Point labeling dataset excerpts
::::::
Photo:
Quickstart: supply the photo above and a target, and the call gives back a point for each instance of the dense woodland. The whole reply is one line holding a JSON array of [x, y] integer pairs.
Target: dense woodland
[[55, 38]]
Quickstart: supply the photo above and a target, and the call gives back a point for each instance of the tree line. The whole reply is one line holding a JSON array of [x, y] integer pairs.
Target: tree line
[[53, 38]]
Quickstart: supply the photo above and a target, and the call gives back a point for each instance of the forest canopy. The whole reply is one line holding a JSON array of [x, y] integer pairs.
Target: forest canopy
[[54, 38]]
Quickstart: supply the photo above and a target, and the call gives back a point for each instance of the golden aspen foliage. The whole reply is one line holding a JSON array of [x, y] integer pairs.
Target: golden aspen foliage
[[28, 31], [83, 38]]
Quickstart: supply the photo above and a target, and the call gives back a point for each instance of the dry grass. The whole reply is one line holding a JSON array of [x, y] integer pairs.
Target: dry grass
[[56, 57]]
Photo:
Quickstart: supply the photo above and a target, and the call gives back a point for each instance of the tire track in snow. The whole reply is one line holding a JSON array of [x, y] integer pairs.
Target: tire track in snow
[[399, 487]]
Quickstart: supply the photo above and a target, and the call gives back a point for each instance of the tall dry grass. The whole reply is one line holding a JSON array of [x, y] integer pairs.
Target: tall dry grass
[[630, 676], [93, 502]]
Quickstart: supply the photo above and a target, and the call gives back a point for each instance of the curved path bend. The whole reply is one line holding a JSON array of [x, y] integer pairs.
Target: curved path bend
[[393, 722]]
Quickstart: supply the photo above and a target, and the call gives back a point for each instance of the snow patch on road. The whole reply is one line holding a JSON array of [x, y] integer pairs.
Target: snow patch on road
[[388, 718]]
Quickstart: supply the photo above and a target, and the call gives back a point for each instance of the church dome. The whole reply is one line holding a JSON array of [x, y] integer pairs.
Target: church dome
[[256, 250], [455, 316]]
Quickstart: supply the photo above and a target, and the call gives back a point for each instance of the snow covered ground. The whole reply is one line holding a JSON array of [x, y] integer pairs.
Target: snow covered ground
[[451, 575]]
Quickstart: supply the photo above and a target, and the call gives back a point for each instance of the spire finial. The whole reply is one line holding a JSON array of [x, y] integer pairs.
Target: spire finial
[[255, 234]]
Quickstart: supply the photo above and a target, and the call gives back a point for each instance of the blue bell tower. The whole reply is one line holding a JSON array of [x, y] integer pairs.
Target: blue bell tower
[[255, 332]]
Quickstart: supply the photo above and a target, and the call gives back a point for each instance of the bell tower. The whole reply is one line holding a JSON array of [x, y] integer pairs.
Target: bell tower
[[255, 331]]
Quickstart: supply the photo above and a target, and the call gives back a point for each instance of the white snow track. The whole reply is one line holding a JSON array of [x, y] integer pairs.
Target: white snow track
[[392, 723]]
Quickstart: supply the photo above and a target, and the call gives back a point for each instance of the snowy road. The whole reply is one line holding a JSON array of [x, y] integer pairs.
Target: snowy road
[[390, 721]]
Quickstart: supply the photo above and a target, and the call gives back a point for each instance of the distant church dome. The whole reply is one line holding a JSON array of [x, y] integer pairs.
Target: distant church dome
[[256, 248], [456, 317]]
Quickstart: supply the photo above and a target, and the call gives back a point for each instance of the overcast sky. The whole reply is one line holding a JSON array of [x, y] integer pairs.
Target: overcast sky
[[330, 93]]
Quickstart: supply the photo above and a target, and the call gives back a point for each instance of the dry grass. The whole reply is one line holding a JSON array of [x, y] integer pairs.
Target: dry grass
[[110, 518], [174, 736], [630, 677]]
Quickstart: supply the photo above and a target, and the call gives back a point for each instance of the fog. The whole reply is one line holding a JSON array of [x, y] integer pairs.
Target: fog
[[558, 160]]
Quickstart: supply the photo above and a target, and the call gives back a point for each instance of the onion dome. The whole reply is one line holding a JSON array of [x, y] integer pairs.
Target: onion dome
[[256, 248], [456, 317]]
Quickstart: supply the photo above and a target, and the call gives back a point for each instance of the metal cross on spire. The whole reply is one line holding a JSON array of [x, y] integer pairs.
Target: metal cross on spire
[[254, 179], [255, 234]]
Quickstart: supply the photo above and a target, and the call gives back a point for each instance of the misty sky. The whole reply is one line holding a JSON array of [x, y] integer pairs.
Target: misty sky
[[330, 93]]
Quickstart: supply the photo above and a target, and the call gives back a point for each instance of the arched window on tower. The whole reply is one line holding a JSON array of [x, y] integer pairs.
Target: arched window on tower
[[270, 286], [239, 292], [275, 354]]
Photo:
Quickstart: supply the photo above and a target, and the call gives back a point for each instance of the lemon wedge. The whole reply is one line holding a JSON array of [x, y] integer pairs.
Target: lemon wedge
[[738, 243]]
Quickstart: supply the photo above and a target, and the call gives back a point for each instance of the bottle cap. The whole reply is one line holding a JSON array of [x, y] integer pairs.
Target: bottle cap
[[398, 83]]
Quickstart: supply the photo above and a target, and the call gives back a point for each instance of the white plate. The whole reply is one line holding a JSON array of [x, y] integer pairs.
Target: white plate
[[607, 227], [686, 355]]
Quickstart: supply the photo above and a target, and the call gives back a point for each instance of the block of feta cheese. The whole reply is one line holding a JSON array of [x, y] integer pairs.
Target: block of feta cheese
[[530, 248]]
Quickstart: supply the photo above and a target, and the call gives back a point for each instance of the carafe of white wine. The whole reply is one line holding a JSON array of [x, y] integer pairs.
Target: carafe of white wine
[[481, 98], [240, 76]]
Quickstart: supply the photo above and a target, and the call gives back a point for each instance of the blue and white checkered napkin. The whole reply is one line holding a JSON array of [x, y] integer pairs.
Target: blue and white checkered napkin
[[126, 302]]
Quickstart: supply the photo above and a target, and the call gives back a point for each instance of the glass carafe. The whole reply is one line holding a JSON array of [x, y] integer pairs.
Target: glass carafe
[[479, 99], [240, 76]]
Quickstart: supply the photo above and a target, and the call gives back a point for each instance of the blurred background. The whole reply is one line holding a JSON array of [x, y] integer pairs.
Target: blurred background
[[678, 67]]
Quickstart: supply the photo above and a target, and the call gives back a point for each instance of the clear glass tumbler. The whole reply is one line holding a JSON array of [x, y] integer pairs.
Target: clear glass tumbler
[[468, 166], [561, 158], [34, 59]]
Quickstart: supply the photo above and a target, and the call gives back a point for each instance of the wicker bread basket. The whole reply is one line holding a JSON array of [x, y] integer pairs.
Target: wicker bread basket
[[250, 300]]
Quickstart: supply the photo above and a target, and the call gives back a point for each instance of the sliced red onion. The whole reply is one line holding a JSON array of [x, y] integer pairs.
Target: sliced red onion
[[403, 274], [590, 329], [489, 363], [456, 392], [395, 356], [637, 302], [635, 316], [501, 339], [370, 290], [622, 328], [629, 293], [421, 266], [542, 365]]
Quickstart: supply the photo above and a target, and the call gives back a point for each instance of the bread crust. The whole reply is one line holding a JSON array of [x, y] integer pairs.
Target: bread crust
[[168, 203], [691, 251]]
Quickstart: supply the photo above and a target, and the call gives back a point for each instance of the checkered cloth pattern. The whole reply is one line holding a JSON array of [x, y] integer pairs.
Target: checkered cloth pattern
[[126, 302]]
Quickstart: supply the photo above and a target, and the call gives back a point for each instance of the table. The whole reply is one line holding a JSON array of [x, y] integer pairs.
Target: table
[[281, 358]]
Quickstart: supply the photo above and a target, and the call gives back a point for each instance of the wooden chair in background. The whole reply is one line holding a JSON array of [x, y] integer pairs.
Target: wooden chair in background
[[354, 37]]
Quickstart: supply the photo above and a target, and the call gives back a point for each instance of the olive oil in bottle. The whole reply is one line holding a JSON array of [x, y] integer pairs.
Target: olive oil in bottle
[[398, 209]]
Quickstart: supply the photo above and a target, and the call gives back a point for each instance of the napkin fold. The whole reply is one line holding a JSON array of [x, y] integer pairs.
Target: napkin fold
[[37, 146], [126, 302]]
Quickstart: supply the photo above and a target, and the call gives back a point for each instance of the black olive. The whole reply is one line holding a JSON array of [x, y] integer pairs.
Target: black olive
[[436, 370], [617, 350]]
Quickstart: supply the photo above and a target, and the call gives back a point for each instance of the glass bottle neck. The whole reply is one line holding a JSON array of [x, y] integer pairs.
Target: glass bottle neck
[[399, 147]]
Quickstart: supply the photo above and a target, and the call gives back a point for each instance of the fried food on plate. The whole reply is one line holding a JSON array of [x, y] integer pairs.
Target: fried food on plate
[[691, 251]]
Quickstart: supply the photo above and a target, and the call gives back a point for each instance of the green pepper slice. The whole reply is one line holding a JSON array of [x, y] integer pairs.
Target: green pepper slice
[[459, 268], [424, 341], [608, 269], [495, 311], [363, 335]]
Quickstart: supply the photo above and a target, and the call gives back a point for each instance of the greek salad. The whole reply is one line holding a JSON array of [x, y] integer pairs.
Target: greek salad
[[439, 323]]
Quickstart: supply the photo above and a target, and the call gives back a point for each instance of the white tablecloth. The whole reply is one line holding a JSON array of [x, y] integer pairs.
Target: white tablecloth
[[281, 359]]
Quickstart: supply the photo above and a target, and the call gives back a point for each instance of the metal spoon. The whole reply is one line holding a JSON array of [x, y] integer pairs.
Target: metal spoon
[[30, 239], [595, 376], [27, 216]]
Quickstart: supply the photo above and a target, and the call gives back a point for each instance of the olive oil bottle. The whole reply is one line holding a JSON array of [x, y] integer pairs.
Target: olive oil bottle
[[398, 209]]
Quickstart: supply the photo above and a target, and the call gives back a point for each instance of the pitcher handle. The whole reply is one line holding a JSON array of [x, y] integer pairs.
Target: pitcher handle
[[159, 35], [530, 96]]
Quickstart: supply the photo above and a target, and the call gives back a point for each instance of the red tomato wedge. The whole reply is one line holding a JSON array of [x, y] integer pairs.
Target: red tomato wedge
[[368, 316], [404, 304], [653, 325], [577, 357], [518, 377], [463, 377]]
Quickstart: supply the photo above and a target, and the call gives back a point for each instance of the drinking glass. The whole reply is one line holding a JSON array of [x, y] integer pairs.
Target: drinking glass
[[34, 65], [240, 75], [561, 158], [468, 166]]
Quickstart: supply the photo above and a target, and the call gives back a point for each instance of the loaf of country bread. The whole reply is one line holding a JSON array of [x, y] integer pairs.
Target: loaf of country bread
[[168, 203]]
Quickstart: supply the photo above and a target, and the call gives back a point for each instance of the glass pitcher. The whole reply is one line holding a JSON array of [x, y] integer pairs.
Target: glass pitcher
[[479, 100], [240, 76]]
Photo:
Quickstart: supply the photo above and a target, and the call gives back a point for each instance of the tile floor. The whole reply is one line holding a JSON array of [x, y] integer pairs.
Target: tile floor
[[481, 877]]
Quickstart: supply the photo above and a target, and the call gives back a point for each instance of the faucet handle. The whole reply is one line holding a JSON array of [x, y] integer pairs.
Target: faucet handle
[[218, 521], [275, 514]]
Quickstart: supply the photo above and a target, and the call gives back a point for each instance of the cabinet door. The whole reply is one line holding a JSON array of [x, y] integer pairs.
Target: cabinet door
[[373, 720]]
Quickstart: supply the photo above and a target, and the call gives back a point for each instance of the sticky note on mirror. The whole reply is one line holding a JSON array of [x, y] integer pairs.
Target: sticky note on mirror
::::::
TASK DETAILS.
Reproduce the records verbatim, from the line containing "the glass bottle" through the line containing "[[691, 251]]", with both of those lines included.

RESPONSE TO THIS TASK.
Quickstart: supply the photo above and a target, and the call gives back a point for each instance of the glass bottle neck. The whole reply is one line holding a JSON array of [x, y] integer pairs.
Target: glass bottle neck
[[399, 147]]
Quickstart: supply the photo above and a target, and the call gives back a point for each instance of the fried food on plate. The whole reply is one line holding a JSON array of [x, y] integer pairs.
Target: fried food on plate
[[691, 251]]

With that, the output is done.